34. That it was likely that there would be a dispute, should have been apparent given the history of the Ok Tedi Mine and the notorious landowner litigation of the past. Further, that there was likely to be a dispute is apparent from the legislation governing the operation of the Ok Tedi Mine in particular the Mining (Ok Tedi Restated Eighth Supplemental Agreement), which by its terms provides a statutory defence to environmental claims of the kind referred to in the Amended Claim. It may be that the plaintiffs will contest the availability of that defence and the defendants, vice versa. However, even if they do, unless the claim is properly pleaded and particularised, it will not be possible to determine whether or not the statutory defence is available.
(vii) No cause of action - No cause of action has been pleaded. The amended Claim merely seeks a number of declarations against the defendants. If the plaintiffs had pleaded a cause of action, then it would enable the defendants to understand the nature of the claim and how the plaintiffs say the defendants are liable for their actions. The amended originating summons simply makes a number of assertions and seeks various declarations, although there is no "structure" to the claim which sets the framework to allow an understanding of what the claim is about and how liability is asserted.
35. Paragraph 34 seeks an Order that the first and third defendants are guilty of private nuisance, public nuisance, trespass, breach of absolute and/or reasonable duty of care and violation of domestic and international law. However, the facts alleged to constitute each of those alleged causes of action are neither pleaded nor particularised. This applies to all defendants, but is more particularly so where the plaintiffs seek to have remedies against those defendants who did not operate the mine, including the fourth and seventh defendants.
36. It is incumbent on the plaintiffs to plead identifiable causes of action: PNG forest Products Pty Ltd & Anor v The Independent State of Papua New Guinea & Anor [1992] PNGLR 88. At page 88, Justice Sheehan cited with approval the decision of Dyson v AG [1910] UKLawRpKQB 203; [1911] 1 KB 410, where Fletcher Moulton LJ said that the procedures for striking out a claim should be confirmed to cases where the cause of action was "obviously and almost incontestably bad".
37. In Kiee Toap v The State and Others (2004) N2766, Justice Cannings stated at page 15 that:
"...whenever a person brings a case to court, the originating document - in the present case, the writ of summons and statement of claim - must demonstrate that the plaintiff has a ‘cause of action’. The document must clearly set out:
(a) the legal ingredients or the elements of the claim; and
(b) the facts that support each element of the claim."
And
"But the plaintiff must outline the claim and demonstrate that it has a clear legal basis. If the plaintiff’s originating document does that, there is a reasonable cause of action. If not, it does not disclose a reasonable cause of action".

§ DATA EXTRACT
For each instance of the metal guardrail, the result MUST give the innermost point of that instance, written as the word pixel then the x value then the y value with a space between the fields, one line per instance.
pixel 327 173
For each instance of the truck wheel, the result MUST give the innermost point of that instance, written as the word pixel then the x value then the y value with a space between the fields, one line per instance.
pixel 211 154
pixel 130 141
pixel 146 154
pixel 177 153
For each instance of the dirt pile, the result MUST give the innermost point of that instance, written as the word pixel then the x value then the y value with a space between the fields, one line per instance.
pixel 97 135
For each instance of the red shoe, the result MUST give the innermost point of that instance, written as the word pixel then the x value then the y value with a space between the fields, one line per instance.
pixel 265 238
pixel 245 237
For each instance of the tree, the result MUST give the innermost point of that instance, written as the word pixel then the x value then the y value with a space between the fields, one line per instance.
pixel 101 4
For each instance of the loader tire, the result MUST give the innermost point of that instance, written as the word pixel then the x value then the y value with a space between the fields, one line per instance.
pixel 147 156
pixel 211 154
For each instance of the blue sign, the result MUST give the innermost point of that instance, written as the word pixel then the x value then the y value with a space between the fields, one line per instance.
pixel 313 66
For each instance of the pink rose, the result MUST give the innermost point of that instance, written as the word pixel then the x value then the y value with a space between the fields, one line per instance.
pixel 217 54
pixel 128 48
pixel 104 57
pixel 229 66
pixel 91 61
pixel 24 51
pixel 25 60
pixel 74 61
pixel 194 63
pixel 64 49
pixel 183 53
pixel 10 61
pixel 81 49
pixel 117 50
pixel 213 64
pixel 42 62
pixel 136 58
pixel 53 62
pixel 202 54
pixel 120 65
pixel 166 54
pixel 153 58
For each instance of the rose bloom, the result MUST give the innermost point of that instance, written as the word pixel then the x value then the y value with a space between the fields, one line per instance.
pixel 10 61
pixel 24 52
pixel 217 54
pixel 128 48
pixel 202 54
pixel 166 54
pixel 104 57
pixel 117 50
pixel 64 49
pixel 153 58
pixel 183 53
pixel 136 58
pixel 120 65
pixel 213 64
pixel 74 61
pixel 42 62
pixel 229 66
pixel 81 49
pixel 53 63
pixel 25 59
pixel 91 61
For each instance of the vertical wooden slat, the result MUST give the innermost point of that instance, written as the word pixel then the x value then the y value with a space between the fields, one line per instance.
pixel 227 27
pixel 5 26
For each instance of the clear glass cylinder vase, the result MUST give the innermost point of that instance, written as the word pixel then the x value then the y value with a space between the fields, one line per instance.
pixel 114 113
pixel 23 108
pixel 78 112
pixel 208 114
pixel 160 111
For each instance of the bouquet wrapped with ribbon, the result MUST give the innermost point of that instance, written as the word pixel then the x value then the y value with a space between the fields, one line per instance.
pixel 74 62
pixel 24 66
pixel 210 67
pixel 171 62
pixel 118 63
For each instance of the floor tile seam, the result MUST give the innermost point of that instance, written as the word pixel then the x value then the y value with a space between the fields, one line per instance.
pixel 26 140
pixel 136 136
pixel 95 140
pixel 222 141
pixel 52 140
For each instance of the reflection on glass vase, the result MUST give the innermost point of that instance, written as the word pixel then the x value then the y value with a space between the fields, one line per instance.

§ TASK BRIEF
Carry on the court's reasoning on the pleading of the Ok Tedi Mine claim, starting after its last sentence.

§ RESULT BELOW
38. Furthermore, in Gabriel Apio Irafawe v Yauwe Riyong (1999) N1915, Justice Kirriwom stated at page 6:
"The Statement of Claim, lacking particularity as it is, does not even facilitate orderly and rational pleadings to identify the real issues and is thus in dire need of wholesale polishing. I therefore agree with counsel for the applicant that this action is vexatious and frivolous and tantamount to an abuse of process of the Court".
39. Based on the reasoning in the above three decisions, I find that the orders sought do not contain a cause or causes of action, and further, do not properly state allegations against each defendant and how each one of them are responsible.
(viii) Lack of particulars - Much of the amended originating summons lacks particulars. As Justice Sevua found in Eliakim Laki (supra), the plaintiffs’ pleadings are too general in nature and do not give each of the defendants the opportunity to adequately and properly respond to each allegation.
40. There are no particulars relating to the damages which have been allegedly suffered. There are numerous defects on this issue in the amended originating summons. For example, in paragraph (iii)(1), there are no particulars of which defendant has suffered loss or damage for fishing. If there has been a loss for "subsistence or commercial profit" then the defendants have a right to know which plaintiffs here suffered and what loss. In paragraph 11, no particulars have been provided for loss of land, loss of natural washing water, loss of drinking water and loss of fishing and destruction of forest land. In paragraph 29, the plaintiffs have not particularised the "adverse effects" and "medical risks" which it claims will occur for up to 4000 years.
41. If there are in fact 13,000 plaintiffs, and on the basis that the plaintiffs’ claim covers 38.5 kilometres along the Ok Tedi River, the defendants are entitled to know what each plaintiffs claim is against them.
42. The plaintiffs’ cause of action purports to be one of negligence. Page 685 of Bullen & Leake and Jacob’s Precedents and Pleading, 12th Edition 1975, states this in relation to pleadings:
"It is not enough for the plaintiff in his Statement of Claim to allege merely that the defendant acted negligent and thereby caused him damage; he must also set out facts which show that the alleged negligence was a breach of a duty which the defendant owed to the plaintiff. The Statement of Claim ought to state the facts upon which the supposed duty is founded and the duty to the plaintiff with the breach of which the defendant is charged".
And
"Then should follow an allegation of the precise breach of that duty of which the plaintiff complains; in other words, particulars must always be given in the leading, showing precisely in what respect the defendant was negligent; and lastly, the details of the damage sustained"
43. The amended originating summons lacks fundamental details of a cause of action and particulars. Eliakim’s case and the above passage from Bullen & Leake identify those issues as being essential ingredients of a claim.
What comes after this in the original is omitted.